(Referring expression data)
|---|

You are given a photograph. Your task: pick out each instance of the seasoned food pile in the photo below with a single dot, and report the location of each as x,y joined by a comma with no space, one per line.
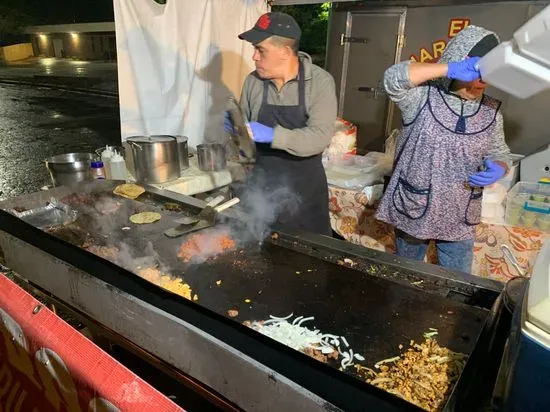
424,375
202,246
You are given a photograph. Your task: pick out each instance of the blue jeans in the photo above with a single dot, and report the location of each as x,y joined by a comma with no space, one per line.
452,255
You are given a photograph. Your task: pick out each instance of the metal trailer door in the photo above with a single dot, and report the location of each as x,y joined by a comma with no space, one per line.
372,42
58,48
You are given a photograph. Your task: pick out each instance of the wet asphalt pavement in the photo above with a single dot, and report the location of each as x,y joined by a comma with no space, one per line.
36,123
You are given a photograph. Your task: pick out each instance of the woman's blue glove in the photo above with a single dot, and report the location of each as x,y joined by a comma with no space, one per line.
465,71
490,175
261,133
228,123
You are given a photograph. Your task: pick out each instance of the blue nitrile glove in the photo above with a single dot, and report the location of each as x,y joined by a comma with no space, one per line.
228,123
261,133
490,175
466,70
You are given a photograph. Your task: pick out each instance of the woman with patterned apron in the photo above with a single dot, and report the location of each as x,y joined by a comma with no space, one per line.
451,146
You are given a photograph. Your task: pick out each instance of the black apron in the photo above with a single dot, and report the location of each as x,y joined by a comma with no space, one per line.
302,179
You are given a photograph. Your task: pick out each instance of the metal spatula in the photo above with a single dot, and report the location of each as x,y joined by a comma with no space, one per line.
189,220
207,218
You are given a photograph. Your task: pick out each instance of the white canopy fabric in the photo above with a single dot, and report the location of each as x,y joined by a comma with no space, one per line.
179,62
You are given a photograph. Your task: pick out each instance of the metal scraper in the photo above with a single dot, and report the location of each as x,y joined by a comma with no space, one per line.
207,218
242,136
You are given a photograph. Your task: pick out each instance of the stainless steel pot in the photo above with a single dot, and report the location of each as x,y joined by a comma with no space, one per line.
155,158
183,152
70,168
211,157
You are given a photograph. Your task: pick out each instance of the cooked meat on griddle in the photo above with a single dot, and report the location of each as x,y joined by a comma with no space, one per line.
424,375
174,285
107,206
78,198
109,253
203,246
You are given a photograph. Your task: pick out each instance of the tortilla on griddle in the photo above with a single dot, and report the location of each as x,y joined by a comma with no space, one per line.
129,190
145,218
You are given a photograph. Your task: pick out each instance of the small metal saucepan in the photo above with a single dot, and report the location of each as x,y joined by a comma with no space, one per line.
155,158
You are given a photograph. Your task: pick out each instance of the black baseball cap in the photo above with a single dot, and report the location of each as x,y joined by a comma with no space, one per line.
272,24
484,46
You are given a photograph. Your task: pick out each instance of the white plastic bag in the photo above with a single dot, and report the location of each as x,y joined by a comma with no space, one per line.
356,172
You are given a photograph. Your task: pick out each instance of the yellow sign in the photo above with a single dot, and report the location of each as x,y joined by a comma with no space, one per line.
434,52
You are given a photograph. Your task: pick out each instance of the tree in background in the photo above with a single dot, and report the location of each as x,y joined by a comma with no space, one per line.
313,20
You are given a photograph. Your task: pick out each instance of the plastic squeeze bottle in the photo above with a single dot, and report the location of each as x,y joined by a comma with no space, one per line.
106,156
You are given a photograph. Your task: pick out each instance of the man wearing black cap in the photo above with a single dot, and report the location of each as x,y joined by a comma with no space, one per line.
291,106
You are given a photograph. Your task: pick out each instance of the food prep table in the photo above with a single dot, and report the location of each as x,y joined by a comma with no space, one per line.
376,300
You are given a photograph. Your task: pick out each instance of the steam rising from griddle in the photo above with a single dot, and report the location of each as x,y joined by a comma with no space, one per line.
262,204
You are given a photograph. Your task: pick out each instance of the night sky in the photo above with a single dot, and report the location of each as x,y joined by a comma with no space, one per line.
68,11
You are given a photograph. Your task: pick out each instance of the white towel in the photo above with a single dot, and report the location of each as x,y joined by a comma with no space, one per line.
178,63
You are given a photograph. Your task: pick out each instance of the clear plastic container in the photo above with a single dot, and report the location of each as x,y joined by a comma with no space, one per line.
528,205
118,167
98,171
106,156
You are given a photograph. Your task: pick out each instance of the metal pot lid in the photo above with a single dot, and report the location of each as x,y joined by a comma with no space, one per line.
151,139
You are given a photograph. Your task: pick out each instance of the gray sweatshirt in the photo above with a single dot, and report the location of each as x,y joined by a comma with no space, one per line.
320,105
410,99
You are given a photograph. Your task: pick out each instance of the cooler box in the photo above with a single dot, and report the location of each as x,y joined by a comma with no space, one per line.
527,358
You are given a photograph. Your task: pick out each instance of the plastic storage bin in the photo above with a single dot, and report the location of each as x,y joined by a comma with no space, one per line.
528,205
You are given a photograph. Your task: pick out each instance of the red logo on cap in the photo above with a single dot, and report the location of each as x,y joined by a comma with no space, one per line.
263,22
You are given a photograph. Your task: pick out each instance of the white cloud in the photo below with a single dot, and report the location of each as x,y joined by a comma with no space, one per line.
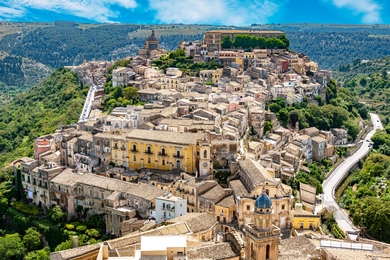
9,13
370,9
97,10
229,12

|---|

Make an exact copy of the records, pictures excluded.

• Task result:
You are given a photograph. Your task: pick out each instance of the seasoned food pile in the photo below with a single dot, and report the location of each as x,y joined by a comma with no space, one per line.
424,375
202,246
You are given a photograph. Your task: pick out each instance of the blue jeans in the photo above with a single dot, and report the location of each as x,y joined by a comma with no space, one per line.
452,255
You are given a photograph. Your task: pick out each instance of the metal trailer door in the photo above with a single dot, and report the location of each as x,y joined by a comma with no space, one per line.
372,42
58,48
You are given a photograph. Your task: pick out each instance of the wet asphalt pavement in the photo above with a single dot, and report the location of each as x,y joined by a comma with no space, one per line.
36,123
You are given a photograph. Your task: pick out each instance of the woman's blue glove in the photo above with a single dot, and report the location of each as x,y joined by a comma with no space, one per line.
465,71
490,175
261,133
228,123
You are given a photograph. Your task: pick out each instance of the blue nitrile glove in the photo above with a single dot, and report the location of each as x,y joined by a comma with no space, one per line.
228,123
261,133
490,175
466,70
You are given a photograph. Your task: pick out each instance of the woman with patterned apron in the photo above with a single dot, and report the location of each as x,y joined by a comma with no space, one per line.
451,146
You are given a photograph. Your task: pick out each instance of the black apron in the photo above with a single dot, and report the location of each as x,y joined by a comma with no space, one per line.
302,179
You are given a photograph. Your task: pick out each instance of the metal spatula in the photo above with a single dot, and report the location of each as x,y joined by a comma with no space, one per line.
189,220
207,218
You are given a photograph. Your task: pick out each instance of the white canopy fabric in the photo above with a single dot, and report the location of each as x,y joined by a comma with no space, one per line.
179,62
You are given a photograph. Your task: pick out each instance of the metal scraper in the photo above with a single dot, and report the location of each as x,y joined by a comma with no space, one per line.
207,218
242,136
You are given a photograph. Your task: pick out each instance of the stainless steel pot in the photo above with a single dot, and report the location of each as x,y joined by a comma with no space, one per line.
155,158
183,152
70,168
211,157
You are given a photograph. Your task: pick out each instance of the cooked meat on griddle in the photo above with a single dot, and report the location of each as x,y joined by a comma with no space, one per line.
424,375
174,285
107,206
78,198
109,253
203,246
You are given a photograph. Your task: pick out each instance of the tortilla on griddle in the photo above with a single dot, and report the location of each as x,y joined by a comma with no space, one per line.
129,190
145,218
You are given a photograph. Your task: pick out each instance of the small metal saucepan in the photo above with a single dot, and report the location of each as x,y joined by a comma with no space, one per line.
155,158
You are given a photograph. Your task: pick out each instance of the black baseball cap in the photo above with a single dot, and report the location of each as x,y joined by a comma with no space, one per line.
272,24
484,46
You are given a photograph. Your task: pick out each instance of the white plastic bag in the photo above with a single dot, and report the location of each as x,y joined by a comma with no space, one per line.
356,172
You are given a photograph. Your task: pick out each instance of the yellow sign in the photo above with a single dot, and report the location of each as x,y joined by a comma with no space, one per line.
434,52
You are given a photograph. Your task: pick out each instance of the tree in background in the photo above with a single dot, and report the location of each as x,y joined by a comma with no space, one per line.
313,20
You are given a photograph. Your task: pick out each instance of the plastic squeeze bottle in the photo above with a single dot, and report the location of each as x,y joined by a comma with no space, one per line.
106,156
You are given a photograph. Your task: pick out each instance of the man wearing black cap in the photo above with a single dot, and report the location of each as x,y joined by a comma with no space, one per line.
291,106
You are given a photograph. Your task: pick out each instance of the food prep table in the photo above with a single dot, and report the location of each as x,y joined by a comma with no space, one per line.
376,300
You are given a photograph. Your task: pick out each instance of the steam rising from griddle in the photo above with a single dot, and report the location of each as x,y joined by a comma with no space, one per line.
262,204
You are given a photograph. Your task: pick out each instance of the night sky in the photo above with a single dot, and report the location of each as x,y joined by a comma with no space, one per line.
68,11
You are given a photograph. Your task: pick out each instance of the white towel in the photo above with a single dot, and report the location of each as x,y joined by a comma with no space, one per line.
178,63
You are given a photograph. Your task: pick out each instance of the clear plastic container in the photo above with a single dot, and report the location of each as x,y joined by a comma with no space, one per line.
528,205
118,167
98,171
106,156
You are given a photograph. Your task: pick out each instance of the metal pot lid in the photo above with a single dot, and report the location of each as x,y joined by a comma with no space, one per line.
151,139
You are given a photograph. Your task: pick out each instance of the gray sweatshirt in the photo above with a single dot, and report the location of each as x,y joined by a comma with no space, one per line.
320,105
410,99
You are given a photograph. Your task: pick out each instance of the cooler box in the photo above with a single dot, and report the location of each as x,y joined by a comma with no space, one per line.
527,358
You are given a photograph. Your task: pick out each instance of the plastic storage bin in the photo above with a single dot, and report the location of each as x,y joined by a comma with no space, one per line.
528,205
You are given a photograph. Your task: pick out each instance of the red logo on cap in the photo above with a single dot, and report the location of each as x,y joined by a comma with no space, one per line.
263,22
You are given a photograph. Your task: pick out each instance of the white cloud in the photo below with a single dot, and report the location of each as x,y joined by a comma with no space, one per line.
9,13
370,9
97,10
229,12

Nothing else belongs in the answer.